* **Text for analysis**:
In this lucid, analytical, and courageously provocative book, philosopher Brian Luke lays out his theory that the underlying source of much animal abuse and exploitation lies in culturally prescribed notions of manhood. Because they cannot participate in the natural life-giving processes of gestation and birth, Luke argues, men have sought to establish institutional practices that purport to be comparably life giving. Such patrilineal practices enable men to claim identities as coprogenitors because they are seen to ensure the well-being/survival of the human community; they also, however, require the systematic killing and exploitation of nonhuman animals. Among the practices of this type that Luke examines are hunting, religious sacrifice, meat production, and medical experimentation on live animals—vivisection. Luke therefore sees feminism, with its critique of masculine roles, and animal liberation as integrally linked, suggesting indeed that the normative masculine role identity is premised on an ability and willingness to exploit animals. "In this sense," Luke writes, "the struggle for animal liberation is also a struggle against manhood defined by sexism" (p. 23).

In building his case, Luke devotes two chapters to the refutation of "naturalistic" arguments, which hold that it is "natural" for humans to exploit other species and particularly that there is something innate or "natural" in human males that makes them predatory. Luke argues to the contrary that our natural or innate tendency is to care and sympathize with animals rather than to harm them and that we feel guilty when we do so, noting the numerous expiatory rituals that attend hunting that function as "mechanisms for mediating the guilt that such exploitations engenders" (p. 47).

In fact, Luke argues, men hunt not because it is natural but because such activity supports the image of "predatory heterosexuality prominent in Western patriarchal society" (p. 82), which relies on an erotics of power and domination. Citing numerous hunters' effusions about the erotic charge they get from hunting, Luke concludes, "Hunting and heterosexuality are both structured as institutions of men's sexualized dominance" (p. 99).

In an interesting chapter on sacrifice, Luke identifies medical vivisection with religious sacrifice. Both are carried out by a specially trained patrilineal corps that conducts sacrifice purportedly to ensure the survival and well-being of the human community. To those who would argue that the efficacy of religious sacrifice is questionable where that of medical experimentation has been proven empirically, Luke replies that there is in fact little evidence that significant clinical benefits have resulted from the latter. "Even today the official justification for vivisection is often accepted as much on faith as on evidence. Cancer research on animals . . . continues unabated despite its failure to significantly improve survival rates . . . over several decades" (p. 140).

One of Luke's most important past contributions to the field of animal ethics has been his discussion of how humans' natural sympathy and compassion for animals are blocked by cultural ideologies and propaganda promulgated by [End Page 696] powerful interest groups. A lengthy section of this book (pp. 172-92) details the denial mechanisms and rationales that are used to forestall sympathy and legitimize animal abuse. Sympathy, for example, is derided as feminine and weak, which makes it difficult for men to express it without compromising their manhood. Luke maintains that the "institutions of animal exploitation" must routinely deploy these rationales to avoid "a crisis of legitimacy" (p. 171) brought on by people's natural revulsion against such practices as slaughterhouses and vivisection.

Brutal is a bold, hard-hitting, polemical book that offers a serious theoretical challenge to those who would defend these practices. In the interest of full disclosure, earlier incarnations of two short portions of this book appeared in Beyond Animal Rights (1996; expanded ed., The Feminist Care Tradition in Animal Ethics, 2007) and Animals and Women (1995), which I coedited.

* **Extracted records**:

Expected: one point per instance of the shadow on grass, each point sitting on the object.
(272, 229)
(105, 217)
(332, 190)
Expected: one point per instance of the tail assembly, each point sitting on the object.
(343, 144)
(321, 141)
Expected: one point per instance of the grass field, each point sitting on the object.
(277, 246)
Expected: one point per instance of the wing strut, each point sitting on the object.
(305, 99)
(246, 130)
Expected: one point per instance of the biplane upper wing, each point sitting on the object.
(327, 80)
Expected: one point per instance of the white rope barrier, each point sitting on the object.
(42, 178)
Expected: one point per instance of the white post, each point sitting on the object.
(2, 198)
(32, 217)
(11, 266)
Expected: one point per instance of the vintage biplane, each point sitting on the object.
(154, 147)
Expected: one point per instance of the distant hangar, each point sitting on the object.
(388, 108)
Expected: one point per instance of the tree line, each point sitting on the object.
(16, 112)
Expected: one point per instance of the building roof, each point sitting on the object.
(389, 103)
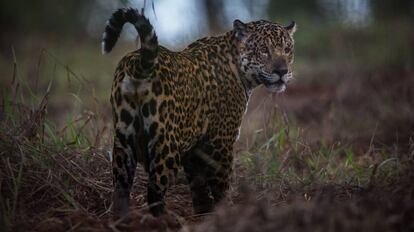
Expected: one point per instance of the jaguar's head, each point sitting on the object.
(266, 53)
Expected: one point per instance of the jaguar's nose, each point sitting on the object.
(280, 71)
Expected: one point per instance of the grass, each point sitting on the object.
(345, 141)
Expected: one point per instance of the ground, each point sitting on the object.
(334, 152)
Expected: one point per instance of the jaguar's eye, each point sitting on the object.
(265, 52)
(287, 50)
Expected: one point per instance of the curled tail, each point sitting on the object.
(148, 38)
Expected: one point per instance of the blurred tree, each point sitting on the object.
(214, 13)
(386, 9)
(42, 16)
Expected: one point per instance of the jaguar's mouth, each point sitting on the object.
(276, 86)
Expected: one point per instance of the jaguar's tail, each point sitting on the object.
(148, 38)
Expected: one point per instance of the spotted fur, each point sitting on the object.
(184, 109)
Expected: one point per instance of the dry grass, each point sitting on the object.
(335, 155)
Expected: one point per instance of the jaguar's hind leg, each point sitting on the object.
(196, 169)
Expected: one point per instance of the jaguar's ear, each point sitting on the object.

---

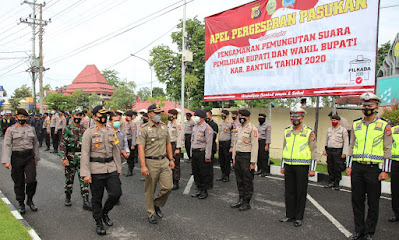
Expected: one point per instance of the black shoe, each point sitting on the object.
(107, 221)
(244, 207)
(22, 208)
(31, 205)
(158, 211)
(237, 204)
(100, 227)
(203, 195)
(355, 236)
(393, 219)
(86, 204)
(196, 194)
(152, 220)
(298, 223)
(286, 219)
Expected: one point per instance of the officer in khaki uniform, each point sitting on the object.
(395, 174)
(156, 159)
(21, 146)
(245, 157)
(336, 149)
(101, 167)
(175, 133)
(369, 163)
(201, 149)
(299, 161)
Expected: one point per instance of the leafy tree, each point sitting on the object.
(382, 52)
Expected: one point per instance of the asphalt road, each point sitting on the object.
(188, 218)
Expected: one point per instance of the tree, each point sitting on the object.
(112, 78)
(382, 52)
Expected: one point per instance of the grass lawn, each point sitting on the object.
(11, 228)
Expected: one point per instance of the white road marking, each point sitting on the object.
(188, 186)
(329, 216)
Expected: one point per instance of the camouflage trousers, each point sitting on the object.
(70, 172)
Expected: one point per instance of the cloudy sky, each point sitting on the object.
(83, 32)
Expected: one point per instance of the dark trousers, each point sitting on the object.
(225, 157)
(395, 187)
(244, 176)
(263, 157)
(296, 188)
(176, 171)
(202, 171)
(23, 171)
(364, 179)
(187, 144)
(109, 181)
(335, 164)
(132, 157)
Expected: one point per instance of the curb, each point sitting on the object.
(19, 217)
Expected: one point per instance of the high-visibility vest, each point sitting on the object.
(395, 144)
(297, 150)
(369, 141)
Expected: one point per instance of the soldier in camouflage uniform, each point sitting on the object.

* **Exercise directions**: Copy the book review from "One of Luke's" up to and including "slaughterhouses and vivisection.", switching "rationales" to "justifications". The records aren't needed here.

* **Task answer**:
One of Luke's most important past contributions to the field of animal ethics has been his discussion of how humans' natural sympathy and compassion for animals are blocked by cultural ideologies and propaganda promulgated by [End Page 696] powerful interest groups. A lengthy section of this book (pp. 172-92) details the denial mechanisms and justifications that are used to forestall sympathy and legitimize animal abuse. Sympathy, for example, is derided as feminine and weak, which makes it difficult for men to express it without compromising their manhood. Luke maintains that the "institutions of animal exploitation" must routinely deploy these justifications to avoid "a crisis of legitimacy" (p. 171) brought on by people's natural revulsion against such practices as slaughterhouses and vivisection.